- **STATED TASK A**:
Return the stretch of the case study on the global costs of violence from "Key achievements and" through "and Oxford researchers.", copied word for word.

- **EXTRACTED TEXT**:
☆ ☆ ☆ ☆ ☆
Economic analysis & Research

Estimating the Global Costs of Violence

Developed the first comprehensive estimates for the global costs of violence containment across 152 countries and 13 dimensions.

Client: Institute for Economics and Peace
Sector: Peace Economics and Policy Research
Category: Economic Modeling, Composite Index Design, Statistical Analysis.

Key achievements and results

  • Created reproducible methodology for quantifying violence costs across 13 different types of violence in 152 countries.
  • Established new academic standard in peace economics, with methodology enhanced by Stanford and Oxford researchers.
  • Published findings in Journal of Business, Peace and Sustainable Development, demonstrating academic rigor and policy relevance.

Problem

International organizations, governments and researchers lacked a standardized methodology for gauging the global economic costs of violence. Without a framework to assess the return on investment for peace initiatives, stakeholders struggled to justify and target resources effectively across different types of violence and development contexts. This gap also limited the ability of policymakers to judge the benefits of economic and social policies designed to drive economic and social stability.

Approach

I led development of an innovative ‘unit costing’ methodology that systematically linked sources of violence with their associated costs. The approach created a standardized measurement framework that linked the volume of activities linked with violence, and the absence of peace, with their associated cost. A combination of statistical tests were used to benchmark the validity of the estimates and the methodology underwent peer review by sector experts. To ensure the methodology could be scrutinized and built upon by global researchers the final paper provided a detailed outline of the approach, data sources and reasoning behind any assumptions made.
☆ ☆ ☆ ☆ ☆
- **Location identification items**:
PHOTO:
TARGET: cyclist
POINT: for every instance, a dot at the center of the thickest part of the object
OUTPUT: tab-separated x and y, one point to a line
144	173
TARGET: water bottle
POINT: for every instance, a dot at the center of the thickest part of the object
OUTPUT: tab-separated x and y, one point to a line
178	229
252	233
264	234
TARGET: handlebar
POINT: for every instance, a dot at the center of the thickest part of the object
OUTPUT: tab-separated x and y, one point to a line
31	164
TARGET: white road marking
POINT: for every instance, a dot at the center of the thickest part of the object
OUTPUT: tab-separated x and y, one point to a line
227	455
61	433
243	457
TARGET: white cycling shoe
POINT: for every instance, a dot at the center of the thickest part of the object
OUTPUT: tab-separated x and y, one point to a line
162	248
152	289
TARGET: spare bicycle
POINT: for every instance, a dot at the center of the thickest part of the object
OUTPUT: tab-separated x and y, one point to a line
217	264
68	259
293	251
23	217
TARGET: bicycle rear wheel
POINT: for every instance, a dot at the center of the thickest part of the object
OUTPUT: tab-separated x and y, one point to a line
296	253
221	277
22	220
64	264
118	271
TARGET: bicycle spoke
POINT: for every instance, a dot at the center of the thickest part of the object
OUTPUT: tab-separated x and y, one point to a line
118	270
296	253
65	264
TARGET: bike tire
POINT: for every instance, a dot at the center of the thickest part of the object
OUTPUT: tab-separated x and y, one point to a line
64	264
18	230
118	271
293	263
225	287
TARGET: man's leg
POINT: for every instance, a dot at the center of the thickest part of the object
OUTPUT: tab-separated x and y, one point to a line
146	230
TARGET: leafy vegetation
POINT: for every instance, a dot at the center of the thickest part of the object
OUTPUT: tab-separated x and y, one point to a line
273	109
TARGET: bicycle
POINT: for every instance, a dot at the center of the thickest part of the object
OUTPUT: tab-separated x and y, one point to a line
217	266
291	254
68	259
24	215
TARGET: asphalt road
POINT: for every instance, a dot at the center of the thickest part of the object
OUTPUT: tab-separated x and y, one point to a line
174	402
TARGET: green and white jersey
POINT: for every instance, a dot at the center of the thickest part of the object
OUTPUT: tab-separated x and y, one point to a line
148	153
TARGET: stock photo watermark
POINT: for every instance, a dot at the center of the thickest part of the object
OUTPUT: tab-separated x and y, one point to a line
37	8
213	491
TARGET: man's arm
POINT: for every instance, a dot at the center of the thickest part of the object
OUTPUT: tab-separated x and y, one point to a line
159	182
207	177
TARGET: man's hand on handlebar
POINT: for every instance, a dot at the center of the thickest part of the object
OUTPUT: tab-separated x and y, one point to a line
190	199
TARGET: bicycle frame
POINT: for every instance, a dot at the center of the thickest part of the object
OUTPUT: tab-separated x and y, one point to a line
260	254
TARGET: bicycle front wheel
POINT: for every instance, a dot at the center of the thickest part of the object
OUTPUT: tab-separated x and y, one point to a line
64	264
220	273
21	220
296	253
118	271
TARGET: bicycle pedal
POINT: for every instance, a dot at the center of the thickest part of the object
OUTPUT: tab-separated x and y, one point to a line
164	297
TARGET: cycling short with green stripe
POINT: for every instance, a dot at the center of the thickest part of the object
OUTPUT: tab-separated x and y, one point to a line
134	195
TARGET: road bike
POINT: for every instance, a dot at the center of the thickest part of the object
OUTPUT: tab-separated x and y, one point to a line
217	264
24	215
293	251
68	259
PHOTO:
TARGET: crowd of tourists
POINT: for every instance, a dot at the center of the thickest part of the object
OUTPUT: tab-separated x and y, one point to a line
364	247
☆ ☆ ☆ ☆ ☆
- **STATED TASK B**:
Select each line of the rows above that contains the word "white", and copy those lines unchanged.

- **OUTPUT A**:
Key achievements and results

  • Created reproducible methodology for quantifying violence costs across 13 different types of violence in 152 countries.
  • Established new academic standard in peace economics, with methodology enhanced by Stanford and Oxford researchers.

- **OUTPUT B**:
TARGET: white road marking
TARGET: white cycling shoe
TARGET: green and white jersey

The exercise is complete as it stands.